■ **Directions for this task**:
Pull out every line in the items below that contains the word "handled". Match case, so a line counts only if the string appears with the same capitalization.

■ **Provided records**:
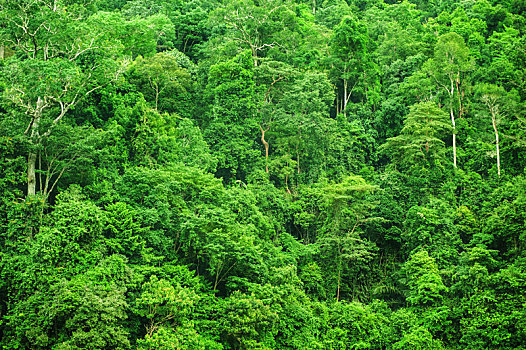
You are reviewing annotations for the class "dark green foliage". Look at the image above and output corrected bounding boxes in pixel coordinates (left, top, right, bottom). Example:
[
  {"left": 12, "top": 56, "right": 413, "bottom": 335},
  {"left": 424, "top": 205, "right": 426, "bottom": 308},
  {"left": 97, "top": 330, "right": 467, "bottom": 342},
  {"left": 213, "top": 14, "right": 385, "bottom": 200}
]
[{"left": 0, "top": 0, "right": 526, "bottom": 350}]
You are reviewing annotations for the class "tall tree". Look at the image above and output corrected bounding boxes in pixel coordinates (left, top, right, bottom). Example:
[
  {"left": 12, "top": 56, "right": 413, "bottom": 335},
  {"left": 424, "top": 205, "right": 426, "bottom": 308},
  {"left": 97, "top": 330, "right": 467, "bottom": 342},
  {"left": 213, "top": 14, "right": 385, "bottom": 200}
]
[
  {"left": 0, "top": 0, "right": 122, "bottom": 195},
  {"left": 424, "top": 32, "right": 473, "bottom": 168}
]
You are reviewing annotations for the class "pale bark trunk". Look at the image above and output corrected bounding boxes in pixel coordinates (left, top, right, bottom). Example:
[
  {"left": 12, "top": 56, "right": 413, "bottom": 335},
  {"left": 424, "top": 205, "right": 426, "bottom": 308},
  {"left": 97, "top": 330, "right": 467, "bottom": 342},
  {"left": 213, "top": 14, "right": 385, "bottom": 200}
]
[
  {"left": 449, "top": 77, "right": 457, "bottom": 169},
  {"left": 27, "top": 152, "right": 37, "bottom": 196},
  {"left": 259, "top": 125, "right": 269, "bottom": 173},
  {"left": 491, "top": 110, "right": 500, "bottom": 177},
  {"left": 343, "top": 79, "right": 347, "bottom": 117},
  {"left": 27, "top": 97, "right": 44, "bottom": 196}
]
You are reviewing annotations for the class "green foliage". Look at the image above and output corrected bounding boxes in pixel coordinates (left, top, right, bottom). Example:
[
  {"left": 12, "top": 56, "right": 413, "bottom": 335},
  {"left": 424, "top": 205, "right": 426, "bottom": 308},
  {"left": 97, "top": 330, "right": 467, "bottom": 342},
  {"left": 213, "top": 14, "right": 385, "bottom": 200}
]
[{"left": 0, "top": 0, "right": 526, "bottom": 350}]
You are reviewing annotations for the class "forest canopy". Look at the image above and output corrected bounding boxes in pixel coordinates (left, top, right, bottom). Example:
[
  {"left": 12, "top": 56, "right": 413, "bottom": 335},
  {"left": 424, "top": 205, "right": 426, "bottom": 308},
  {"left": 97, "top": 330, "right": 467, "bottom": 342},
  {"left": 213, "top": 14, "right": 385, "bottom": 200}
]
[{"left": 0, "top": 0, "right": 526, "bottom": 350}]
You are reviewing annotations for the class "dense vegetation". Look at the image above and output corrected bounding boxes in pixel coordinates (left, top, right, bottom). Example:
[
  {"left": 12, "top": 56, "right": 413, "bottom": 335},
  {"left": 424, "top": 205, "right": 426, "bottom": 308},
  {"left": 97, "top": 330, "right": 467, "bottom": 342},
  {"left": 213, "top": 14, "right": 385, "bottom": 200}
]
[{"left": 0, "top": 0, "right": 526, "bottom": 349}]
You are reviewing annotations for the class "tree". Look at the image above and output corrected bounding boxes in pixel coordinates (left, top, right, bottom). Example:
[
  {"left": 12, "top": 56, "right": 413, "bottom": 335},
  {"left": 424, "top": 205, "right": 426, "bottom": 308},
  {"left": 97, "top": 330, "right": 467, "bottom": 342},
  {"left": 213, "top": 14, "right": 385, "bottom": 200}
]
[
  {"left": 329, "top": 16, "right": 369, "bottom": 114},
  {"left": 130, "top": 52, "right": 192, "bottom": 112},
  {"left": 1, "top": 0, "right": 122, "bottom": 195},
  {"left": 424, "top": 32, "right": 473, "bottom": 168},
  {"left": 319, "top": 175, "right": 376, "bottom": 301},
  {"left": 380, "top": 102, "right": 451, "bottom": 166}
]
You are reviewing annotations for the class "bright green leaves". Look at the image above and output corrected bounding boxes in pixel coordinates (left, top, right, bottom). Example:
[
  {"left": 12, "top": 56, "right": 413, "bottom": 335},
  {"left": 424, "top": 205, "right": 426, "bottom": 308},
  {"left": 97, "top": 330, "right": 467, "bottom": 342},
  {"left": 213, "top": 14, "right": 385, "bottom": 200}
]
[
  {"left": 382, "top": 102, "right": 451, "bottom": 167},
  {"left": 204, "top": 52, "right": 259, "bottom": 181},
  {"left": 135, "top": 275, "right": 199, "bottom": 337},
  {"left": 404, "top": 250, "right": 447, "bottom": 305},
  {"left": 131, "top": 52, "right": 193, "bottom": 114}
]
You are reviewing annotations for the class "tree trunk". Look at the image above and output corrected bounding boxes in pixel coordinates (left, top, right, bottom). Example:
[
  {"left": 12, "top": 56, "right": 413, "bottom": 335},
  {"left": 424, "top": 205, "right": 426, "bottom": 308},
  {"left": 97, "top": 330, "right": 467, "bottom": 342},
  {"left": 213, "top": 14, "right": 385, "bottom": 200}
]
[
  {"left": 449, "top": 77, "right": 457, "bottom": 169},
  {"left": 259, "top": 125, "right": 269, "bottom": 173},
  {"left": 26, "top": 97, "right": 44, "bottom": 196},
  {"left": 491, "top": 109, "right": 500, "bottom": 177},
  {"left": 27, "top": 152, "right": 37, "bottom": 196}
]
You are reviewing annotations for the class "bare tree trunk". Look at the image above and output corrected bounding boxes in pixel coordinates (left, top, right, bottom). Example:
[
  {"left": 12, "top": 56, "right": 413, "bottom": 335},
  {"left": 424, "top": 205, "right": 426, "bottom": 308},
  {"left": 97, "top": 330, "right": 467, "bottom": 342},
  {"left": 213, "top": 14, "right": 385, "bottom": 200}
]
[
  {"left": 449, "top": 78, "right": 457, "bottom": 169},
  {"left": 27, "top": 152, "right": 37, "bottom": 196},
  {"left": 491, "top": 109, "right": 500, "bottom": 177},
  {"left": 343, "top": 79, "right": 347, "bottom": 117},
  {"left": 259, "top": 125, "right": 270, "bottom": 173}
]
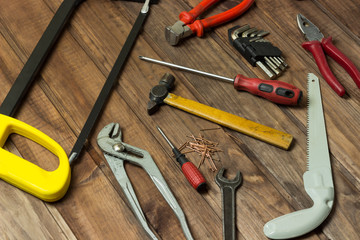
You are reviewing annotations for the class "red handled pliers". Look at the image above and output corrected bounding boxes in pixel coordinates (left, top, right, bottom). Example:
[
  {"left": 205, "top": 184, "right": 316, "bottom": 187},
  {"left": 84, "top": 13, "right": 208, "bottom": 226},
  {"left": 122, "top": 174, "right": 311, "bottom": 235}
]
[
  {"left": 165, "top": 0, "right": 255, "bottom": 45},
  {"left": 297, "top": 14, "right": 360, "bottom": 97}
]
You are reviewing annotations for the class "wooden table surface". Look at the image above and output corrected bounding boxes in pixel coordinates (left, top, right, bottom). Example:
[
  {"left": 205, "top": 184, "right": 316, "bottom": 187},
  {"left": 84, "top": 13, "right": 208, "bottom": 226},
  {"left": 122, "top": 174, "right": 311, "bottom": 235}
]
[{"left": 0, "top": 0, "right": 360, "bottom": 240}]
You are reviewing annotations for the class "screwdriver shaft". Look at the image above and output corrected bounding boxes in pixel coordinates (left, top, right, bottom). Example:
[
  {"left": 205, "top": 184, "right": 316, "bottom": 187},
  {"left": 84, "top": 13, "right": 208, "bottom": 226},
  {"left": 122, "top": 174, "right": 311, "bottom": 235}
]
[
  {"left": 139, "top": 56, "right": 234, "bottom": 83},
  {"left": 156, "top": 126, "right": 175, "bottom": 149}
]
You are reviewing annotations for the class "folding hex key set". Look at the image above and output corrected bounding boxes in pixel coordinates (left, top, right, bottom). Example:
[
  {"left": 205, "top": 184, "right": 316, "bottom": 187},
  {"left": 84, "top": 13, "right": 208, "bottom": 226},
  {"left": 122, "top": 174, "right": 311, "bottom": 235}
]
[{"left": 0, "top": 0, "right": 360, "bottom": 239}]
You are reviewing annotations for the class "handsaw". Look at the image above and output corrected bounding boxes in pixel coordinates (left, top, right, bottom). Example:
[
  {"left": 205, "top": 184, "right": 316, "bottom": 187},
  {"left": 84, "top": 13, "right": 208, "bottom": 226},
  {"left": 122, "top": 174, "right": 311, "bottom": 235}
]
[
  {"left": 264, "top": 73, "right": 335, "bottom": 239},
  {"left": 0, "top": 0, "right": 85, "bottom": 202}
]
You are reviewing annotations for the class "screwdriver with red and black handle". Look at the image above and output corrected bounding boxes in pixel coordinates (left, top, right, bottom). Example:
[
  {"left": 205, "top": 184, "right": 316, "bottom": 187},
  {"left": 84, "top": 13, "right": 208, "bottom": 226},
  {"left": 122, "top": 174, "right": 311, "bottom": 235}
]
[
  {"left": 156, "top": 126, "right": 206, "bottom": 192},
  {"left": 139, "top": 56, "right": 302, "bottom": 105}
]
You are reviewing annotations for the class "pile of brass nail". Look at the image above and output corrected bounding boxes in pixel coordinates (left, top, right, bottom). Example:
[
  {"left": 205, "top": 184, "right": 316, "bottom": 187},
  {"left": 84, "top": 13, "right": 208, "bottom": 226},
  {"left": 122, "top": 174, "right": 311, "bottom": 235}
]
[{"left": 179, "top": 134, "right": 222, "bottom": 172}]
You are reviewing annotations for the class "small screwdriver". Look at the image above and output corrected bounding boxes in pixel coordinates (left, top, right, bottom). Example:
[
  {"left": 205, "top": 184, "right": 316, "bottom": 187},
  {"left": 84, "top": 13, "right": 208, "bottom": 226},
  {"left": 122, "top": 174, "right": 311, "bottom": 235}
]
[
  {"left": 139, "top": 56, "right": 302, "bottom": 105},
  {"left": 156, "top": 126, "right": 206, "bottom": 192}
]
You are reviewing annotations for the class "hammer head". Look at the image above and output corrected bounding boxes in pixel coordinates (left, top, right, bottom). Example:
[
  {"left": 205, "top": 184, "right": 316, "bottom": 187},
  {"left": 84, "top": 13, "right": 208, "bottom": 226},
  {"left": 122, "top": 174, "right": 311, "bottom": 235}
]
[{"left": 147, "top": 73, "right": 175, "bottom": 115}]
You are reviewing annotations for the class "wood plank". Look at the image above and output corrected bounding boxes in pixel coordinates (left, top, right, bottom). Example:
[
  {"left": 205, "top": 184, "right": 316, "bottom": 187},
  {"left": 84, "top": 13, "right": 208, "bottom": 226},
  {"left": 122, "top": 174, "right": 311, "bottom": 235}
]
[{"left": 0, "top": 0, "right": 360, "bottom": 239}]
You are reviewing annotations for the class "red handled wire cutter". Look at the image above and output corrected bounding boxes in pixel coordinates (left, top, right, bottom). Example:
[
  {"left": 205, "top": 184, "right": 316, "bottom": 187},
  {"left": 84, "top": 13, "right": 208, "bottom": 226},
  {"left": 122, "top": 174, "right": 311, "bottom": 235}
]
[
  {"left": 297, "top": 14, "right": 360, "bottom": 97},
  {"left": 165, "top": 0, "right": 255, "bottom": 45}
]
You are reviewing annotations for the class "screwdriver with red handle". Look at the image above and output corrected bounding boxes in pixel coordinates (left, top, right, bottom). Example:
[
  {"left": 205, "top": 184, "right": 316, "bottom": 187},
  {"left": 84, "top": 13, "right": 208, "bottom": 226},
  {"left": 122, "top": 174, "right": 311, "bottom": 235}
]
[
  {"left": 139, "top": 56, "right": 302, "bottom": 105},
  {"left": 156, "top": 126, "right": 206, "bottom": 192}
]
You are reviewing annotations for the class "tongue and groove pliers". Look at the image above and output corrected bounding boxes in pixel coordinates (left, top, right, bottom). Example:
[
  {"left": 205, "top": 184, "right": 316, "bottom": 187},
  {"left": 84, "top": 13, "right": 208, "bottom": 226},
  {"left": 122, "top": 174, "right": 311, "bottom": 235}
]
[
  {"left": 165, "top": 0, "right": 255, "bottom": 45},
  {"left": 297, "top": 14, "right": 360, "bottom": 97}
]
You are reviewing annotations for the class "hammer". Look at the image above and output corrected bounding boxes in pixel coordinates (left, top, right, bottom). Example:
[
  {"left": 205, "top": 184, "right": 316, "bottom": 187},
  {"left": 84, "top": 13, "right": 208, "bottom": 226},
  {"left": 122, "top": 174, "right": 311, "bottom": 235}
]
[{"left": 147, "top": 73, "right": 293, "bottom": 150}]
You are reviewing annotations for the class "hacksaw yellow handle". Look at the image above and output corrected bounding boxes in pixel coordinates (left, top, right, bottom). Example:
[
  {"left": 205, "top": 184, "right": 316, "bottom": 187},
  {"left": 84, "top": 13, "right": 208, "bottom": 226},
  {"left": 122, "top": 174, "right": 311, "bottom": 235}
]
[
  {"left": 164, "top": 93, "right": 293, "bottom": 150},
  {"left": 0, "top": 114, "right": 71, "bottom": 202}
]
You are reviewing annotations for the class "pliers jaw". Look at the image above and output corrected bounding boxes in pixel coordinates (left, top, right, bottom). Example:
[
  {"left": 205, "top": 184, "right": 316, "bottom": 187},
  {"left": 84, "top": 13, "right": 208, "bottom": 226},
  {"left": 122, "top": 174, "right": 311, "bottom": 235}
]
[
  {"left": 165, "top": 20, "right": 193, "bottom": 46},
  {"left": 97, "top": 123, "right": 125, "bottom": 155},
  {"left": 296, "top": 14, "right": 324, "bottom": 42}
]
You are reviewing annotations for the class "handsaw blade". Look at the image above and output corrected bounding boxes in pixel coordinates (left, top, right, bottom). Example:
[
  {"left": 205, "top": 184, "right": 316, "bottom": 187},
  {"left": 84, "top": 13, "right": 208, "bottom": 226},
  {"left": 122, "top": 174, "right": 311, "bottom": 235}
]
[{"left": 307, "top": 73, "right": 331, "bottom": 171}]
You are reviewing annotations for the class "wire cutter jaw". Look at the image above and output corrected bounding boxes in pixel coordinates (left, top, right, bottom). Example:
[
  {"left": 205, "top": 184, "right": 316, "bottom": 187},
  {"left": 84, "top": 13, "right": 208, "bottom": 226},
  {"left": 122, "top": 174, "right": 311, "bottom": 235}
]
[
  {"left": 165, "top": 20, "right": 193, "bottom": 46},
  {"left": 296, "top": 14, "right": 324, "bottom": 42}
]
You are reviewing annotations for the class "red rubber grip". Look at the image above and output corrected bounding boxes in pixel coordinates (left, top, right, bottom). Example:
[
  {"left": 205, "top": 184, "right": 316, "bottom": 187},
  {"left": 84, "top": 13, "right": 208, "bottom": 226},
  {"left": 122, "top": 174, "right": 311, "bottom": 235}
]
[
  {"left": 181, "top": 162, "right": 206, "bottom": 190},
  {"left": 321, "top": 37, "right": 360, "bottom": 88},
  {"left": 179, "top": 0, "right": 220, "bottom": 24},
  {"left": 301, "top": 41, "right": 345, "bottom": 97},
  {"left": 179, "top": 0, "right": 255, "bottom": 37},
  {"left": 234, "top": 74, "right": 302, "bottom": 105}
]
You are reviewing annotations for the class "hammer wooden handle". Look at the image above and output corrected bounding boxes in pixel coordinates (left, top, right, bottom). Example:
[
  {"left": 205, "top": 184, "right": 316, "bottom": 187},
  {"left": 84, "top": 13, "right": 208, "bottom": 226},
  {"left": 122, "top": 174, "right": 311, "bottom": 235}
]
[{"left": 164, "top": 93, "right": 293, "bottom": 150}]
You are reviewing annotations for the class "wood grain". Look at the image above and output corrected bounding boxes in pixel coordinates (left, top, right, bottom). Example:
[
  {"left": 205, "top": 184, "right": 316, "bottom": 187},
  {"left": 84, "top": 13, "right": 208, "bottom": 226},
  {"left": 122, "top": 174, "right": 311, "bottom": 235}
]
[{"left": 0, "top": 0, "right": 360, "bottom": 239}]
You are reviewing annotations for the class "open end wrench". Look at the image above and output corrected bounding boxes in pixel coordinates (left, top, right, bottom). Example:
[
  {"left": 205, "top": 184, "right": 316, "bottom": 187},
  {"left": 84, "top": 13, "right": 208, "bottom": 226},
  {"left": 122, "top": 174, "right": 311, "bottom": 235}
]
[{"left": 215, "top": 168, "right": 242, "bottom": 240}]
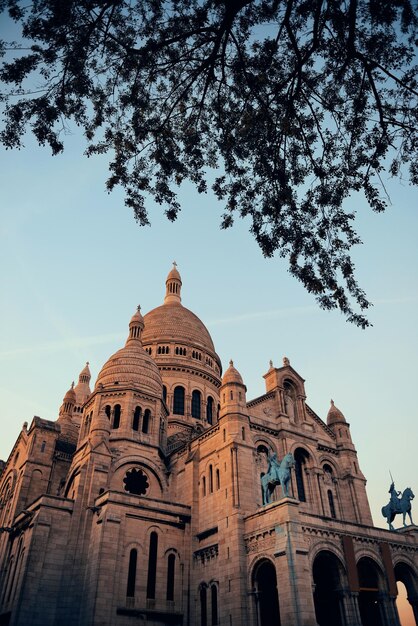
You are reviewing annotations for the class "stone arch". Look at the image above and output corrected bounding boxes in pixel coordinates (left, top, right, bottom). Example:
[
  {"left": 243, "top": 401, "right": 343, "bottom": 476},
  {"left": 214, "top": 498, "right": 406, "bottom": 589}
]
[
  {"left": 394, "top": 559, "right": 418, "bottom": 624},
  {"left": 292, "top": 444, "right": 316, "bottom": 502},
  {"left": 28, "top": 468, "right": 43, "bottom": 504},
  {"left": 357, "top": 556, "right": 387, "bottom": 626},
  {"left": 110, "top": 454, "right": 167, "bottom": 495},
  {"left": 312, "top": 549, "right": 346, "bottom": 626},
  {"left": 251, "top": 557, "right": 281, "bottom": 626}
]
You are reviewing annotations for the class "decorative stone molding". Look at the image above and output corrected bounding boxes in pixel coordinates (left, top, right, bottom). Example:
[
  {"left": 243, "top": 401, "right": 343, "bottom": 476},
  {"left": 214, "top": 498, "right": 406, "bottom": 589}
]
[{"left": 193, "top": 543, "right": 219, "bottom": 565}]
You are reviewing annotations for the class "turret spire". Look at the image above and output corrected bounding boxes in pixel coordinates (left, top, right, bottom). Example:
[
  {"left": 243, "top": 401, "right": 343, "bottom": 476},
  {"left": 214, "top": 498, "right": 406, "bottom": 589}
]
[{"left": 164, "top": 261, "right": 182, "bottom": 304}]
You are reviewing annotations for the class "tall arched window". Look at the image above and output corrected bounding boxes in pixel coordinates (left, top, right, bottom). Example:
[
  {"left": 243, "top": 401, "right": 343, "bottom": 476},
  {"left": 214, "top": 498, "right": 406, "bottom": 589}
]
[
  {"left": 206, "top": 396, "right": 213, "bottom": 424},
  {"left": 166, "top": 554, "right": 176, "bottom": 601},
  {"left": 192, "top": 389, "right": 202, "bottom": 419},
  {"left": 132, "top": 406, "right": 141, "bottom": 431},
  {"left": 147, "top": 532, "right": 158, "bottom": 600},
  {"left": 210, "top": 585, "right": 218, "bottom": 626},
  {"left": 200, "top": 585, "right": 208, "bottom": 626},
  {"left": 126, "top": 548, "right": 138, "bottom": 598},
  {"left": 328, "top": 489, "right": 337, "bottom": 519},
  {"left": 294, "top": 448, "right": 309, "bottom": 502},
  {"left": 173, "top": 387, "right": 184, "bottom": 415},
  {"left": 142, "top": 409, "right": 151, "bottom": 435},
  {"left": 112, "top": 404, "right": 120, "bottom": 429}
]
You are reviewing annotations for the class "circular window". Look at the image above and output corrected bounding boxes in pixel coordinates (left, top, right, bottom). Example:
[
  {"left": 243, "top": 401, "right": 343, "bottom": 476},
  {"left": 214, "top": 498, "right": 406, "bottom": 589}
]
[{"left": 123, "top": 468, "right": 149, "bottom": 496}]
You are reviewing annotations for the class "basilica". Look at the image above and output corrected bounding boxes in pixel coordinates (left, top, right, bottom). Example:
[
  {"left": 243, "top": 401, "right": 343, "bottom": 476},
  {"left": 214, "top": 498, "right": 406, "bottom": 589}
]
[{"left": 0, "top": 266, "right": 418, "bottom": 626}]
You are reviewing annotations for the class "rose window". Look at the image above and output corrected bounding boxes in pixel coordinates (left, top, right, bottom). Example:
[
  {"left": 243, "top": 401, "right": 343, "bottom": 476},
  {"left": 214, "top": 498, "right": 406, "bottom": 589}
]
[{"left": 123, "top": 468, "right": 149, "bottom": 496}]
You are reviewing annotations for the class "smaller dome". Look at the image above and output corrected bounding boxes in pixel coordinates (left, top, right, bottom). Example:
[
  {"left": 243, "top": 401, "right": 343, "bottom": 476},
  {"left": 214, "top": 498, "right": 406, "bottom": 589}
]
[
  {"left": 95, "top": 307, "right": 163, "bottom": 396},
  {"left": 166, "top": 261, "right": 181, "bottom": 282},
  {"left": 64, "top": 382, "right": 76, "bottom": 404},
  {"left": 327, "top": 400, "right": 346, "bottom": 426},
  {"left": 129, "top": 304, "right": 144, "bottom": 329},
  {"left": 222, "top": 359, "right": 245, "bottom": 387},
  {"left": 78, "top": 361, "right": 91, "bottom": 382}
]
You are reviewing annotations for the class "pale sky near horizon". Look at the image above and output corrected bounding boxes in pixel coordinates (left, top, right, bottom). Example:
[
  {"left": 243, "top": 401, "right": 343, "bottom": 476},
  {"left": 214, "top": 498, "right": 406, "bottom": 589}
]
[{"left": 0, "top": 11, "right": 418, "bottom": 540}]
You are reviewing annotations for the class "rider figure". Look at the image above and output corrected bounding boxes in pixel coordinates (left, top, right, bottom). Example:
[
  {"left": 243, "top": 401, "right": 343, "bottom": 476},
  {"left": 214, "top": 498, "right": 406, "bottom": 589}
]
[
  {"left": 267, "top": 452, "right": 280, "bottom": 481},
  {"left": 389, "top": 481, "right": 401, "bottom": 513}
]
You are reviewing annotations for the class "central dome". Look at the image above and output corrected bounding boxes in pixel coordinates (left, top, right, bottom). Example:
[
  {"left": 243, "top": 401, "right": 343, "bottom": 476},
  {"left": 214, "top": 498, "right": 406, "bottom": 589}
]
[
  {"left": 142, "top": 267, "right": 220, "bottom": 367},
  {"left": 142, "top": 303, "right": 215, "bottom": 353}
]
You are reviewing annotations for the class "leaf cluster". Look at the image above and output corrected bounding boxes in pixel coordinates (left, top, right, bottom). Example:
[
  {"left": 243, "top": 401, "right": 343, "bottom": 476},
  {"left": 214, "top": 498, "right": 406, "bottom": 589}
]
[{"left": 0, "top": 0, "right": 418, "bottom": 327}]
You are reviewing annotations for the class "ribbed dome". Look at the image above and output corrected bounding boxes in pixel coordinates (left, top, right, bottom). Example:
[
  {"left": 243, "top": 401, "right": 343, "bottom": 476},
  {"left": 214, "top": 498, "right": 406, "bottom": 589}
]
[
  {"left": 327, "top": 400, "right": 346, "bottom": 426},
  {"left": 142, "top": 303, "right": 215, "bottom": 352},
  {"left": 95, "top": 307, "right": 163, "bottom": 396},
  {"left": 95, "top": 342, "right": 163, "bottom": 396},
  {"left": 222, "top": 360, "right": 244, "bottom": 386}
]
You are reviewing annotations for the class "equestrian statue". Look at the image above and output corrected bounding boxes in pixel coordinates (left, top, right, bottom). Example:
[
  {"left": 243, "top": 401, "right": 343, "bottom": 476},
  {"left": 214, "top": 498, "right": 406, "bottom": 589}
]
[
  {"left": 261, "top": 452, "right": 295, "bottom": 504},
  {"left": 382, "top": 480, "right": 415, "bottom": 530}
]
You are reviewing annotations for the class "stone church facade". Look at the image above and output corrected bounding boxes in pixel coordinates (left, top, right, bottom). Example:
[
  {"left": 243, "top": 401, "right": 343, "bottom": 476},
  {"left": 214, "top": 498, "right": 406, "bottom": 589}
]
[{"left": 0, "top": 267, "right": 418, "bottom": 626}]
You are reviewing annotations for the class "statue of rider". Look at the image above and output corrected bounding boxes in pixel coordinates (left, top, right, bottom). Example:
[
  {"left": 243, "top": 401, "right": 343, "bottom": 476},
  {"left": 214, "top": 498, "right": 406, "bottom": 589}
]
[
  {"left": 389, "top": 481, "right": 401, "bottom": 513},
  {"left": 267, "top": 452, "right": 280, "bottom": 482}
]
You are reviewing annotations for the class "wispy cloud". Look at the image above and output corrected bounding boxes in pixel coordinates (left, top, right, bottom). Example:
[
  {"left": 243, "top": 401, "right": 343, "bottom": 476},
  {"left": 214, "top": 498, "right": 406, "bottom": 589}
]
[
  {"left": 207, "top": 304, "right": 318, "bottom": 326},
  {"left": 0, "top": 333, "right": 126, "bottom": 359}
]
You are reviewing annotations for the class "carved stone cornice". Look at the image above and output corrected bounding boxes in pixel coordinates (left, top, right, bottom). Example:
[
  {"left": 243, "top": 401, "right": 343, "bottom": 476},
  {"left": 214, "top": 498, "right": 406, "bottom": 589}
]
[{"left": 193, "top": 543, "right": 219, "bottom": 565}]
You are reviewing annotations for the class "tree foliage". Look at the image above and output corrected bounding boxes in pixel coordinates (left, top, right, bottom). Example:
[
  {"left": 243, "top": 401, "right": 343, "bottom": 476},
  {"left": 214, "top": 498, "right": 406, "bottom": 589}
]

■ **Solved problem**:
You are reviewing annotations for the class "red handled pliers". Look at the image above and output corrected bounding boxes in pixel coordinates (left, top, right, bottom). Example:
You are reviewing annotations for the class "red handled wire cutter". Look at the image above and output corrected bounding boxes in pixel coordinates (left, top, right, bottom). Example:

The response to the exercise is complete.